⟨

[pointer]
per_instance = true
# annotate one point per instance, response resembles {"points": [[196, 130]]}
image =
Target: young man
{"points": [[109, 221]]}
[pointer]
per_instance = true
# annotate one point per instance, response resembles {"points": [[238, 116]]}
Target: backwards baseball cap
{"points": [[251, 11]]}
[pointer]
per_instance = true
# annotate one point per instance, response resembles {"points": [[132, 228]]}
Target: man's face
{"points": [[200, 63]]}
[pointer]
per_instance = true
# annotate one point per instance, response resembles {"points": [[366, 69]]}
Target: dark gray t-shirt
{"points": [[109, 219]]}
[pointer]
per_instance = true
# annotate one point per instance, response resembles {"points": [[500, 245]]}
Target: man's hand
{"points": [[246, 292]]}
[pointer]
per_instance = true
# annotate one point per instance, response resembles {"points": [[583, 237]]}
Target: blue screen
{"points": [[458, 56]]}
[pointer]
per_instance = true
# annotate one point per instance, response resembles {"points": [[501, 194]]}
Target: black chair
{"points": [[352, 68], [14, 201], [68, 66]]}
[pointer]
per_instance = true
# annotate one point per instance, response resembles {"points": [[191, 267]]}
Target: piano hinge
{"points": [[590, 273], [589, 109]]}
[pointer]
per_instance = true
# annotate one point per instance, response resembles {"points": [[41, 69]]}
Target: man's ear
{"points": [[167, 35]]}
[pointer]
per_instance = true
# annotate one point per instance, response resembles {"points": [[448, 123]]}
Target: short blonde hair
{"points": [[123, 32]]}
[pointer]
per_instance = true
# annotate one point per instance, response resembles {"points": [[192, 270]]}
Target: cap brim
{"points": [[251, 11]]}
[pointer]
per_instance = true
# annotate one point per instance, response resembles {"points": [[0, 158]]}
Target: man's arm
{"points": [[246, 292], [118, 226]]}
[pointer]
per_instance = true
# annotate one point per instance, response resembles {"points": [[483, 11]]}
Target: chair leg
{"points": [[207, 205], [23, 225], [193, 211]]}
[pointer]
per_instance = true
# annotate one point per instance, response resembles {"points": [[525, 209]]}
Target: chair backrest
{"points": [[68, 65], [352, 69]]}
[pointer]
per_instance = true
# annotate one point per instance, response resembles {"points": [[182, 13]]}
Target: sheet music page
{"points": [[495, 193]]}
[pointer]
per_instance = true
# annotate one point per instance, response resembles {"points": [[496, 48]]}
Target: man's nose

⟩

* Task objective *
Top to bottom, set down the whole listing exactly.

* Task output *
[pointer]
per_instance = true
# annotate one point per instance, response resembles {"points": [[196, 130]]}
image =
Target: young man
{"points": [[109, 221]]}
[pointer]
per_instance = true
# annotate one point per instance, response resembles {"points": [[238, 116]]}
Target: backwards baseball cap
{"points": [[251, 11]]}
[pointer]
per_instance = true
# annotate one point per instance, response resembles {"points": [[132, 228]]}
Target: man's face
{"points": [[200, 63]]}
[pointer]
per_instance = true
# annotate one point per instance, response resembles {"points": [[366, 69]]}
Target: dark gray t-shirt
{"points": [[109, 219]]}
[pointer]
per_instance = true
# annotate one point per instance, response resembles {"points": [[500, 245]]}
Target: man's hand
{"points": [[246, 292]]}
[pointer]
per_instance = true
# annotate one point per instance, response resembles {"points": [[583, 237]]}
Target: blue screen
{"points": [[458, 56]]}
[pointer]
per_instance = true
# annotate one point per instance, response resembles {"points": [[501, 194]]}
Target: black chair
{"points": [[352, 68], [14, 201], [68, 66]]}
[pointer]
per_instance = true
# annotate one point per instance, response resembles {"points": [[191, 267]]}
Target: piano hinge
{"points": [[590, 273], [589, 109]]}
[pointer]
per_instance = true
# annotate one point per instance, response resembles {"points": [[41, 69]]}
Target: man's ear
{"points": [[167, 35]]}
[pointer]
per_instance = true
# annotate one point per instance, response resembles {"points": [[448, 123]]}
Target: short blonde hair
{"points": [[123, 32]]}
[pointer]
per_instance = true
# annotate one point per instance, response resembles {"points": [[192, 270]]}
Target: cap brim
{"points": [[251, 11]]}
[pointer]
per_instance = true
# annotate one point per instance, response resembles {"points": [[0, 158]]}
Target: man's arm
{"points": [[246, 292], [118, 226]]}
[pointer]
per_instance = true
# annotate one point per instance, response resembles {"points": [[483, 11]]}
Target: chair leg
{"points": [[207, 205], [23, 225], [193, 211]]}
[pointer]
per_instance = true
# annotate one point per instance, response resembles {"points": [[525, 209]]}
Target: chair backrest
{"points": [[68, 65], [352, 69]]}
[pointer]
per_instance = true
# annotate one point per instance, response resembles {"points": [[182, 13]]}
Target: sheet music page
{"points": [[495, 193]]}
[pointer]
per_instance = true
# annotate one point per instance, response resembles {"points": [[496, 48]]}
Target: man's nose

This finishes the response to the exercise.